§ **TEXTO EXTRAÍDO**

Tive a sorte de pertencer a uma geração de brasileiros que tinha muitos motivos para se sentir feliz com o seu país, mas  contemplo hoje uma nova geração que tem muitas razões para o desânimo e o cinismo. Para quem nasceu e vive na periferia do mundo desenvolvido a única maneira de  estar contente com a vida é a esperança de progresso e de um futuro melhor. Foi esta a experiência vivida pelos que, como eu, cresceram nos anos 50 do século passado. Nós tínhamos um futuro.

Durante os anos 40 e 50 do século XX o Brasil crescia rapidamente, mais do que o resto do mundo, e ao mesmo tempo se urbanizava e se industrializava, dando a todos a impressão de que não haveria limite para o  desenvolvimento. Vivíamos cada dia com a convicção, quase a certeza, de que os amanhãs seriam cada dia melhores. Na política quem encarnou este estado de espírito e esta confiança foi  Juscelino, desde seus tempos de prefeito revolucionário de Belo Horizonte até a Presidência da República. Os anos JK não são um mito nem uma simplificação histórica, eles existiram de fato, mesmo  admitindo-se que  processos históricos são experiências complexas.

§ **TRECHOS DOS REGISTROS**
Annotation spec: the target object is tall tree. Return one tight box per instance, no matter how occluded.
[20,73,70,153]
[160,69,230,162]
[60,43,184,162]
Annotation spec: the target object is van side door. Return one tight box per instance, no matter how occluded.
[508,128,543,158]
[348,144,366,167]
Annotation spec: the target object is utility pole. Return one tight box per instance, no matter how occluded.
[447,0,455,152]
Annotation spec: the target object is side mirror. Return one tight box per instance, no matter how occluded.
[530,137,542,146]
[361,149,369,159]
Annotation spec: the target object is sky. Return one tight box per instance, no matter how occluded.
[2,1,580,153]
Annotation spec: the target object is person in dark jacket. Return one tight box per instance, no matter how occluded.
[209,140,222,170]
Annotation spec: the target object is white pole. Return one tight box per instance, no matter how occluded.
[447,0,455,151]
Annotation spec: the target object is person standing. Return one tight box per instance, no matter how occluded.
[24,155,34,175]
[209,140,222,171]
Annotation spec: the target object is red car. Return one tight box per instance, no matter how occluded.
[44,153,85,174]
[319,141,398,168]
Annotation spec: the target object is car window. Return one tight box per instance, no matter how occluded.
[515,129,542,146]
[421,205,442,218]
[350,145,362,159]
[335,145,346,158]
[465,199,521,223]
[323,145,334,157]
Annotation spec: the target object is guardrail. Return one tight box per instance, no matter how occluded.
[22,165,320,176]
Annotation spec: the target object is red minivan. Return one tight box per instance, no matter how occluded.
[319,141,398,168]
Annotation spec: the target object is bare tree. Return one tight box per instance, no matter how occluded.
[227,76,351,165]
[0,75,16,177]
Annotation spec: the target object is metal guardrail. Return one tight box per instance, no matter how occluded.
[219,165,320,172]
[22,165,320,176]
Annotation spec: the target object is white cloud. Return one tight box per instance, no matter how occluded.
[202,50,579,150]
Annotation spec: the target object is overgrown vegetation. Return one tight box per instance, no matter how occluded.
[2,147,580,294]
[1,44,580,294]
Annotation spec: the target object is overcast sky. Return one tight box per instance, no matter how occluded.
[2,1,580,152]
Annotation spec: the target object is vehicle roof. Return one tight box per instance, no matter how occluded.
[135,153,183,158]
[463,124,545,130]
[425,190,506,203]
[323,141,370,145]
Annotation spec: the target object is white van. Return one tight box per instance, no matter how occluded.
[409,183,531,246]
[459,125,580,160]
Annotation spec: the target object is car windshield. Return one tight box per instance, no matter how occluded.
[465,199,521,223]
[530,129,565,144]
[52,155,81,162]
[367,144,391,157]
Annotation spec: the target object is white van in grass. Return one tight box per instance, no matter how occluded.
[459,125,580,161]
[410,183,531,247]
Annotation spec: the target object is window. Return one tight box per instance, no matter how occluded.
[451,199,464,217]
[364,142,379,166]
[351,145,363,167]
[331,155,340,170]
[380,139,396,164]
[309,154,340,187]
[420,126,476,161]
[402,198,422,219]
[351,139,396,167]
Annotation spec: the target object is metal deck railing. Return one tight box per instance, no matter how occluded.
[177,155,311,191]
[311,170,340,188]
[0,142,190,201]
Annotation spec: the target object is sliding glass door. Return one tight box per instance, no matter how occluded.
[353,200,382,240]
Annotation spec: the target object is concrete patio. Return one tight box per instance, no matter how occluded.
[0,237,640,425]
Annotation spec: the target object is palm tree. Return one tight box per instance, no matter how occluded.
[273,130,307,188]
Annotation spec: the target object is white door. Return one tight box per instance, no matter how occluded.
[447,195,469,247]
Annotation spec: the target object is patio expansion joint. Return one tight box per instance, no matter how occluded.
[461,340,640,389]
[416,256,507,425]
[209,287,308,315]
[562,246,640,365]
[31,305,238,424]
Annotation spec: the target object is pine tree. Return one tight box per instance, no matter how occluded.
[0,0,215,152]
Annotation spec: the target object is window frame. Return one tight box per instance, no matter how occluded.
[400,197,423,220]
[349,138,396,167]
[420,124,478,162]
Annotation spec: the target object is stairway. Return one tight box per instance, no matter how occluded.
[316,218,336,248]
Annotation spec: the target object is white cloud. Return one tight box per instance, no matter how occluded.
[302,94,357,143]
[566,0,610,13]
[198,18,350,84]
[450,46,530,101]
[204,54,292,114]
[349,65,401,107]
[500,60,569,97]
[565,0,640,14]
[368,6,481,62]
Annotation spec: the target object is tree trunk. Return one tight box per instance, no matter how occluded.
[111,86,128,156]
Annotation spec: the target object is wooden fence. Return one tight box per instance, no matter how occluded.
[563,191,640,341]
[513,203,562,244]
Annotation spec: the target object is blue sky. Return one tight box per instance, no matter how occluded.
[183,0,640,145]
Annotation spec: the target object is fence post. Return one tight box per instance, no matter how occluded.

§ **ENUNCIADOS DO EXERCÍCIO**
1. Copie do texto extraído o trecho que começa em "Durante os anos" e termina em "são experiências complexas.".
2. Responda com base no texto extraído:
(a) Em que década do século passado cresceu a geração de quem narra?
(b) De que cidade Juscelino foi prefeito?
(c) Para quem vive na periferia do mundo desenvolvido, qual é a única maneira de estar contente com a vida?

§ **RESPOSTAS**
1.
Durante os anos 40 e 50 do século XX o Brasil crescia rapidamente, mais do que o resto do mundo, e ao mesmo tempo se urbanizava e se industrializava, dando a todos a impressão de que não haveria limite para o  desenvolvimento. Vivíamos cada dia com a convicção, quase a certeza, de que os amanhãs seriam cada dia melhores. Na política quem encarnou este estado de espírito e esta confiança foi  Juscelino, desde seus tempos de prefeito revolucionário de Belo Horizonte até a Presidência da República. Os anos JK não são um mito nem uma simplificação histórica, eles existiram de fato, mesmo  admitindo-se que  processos históricos são experiências complexas.

2.
(a) Nos anos 50.
(b) De Belo Horizonte.
(c) A esperança de progresso e de um futuro melhor.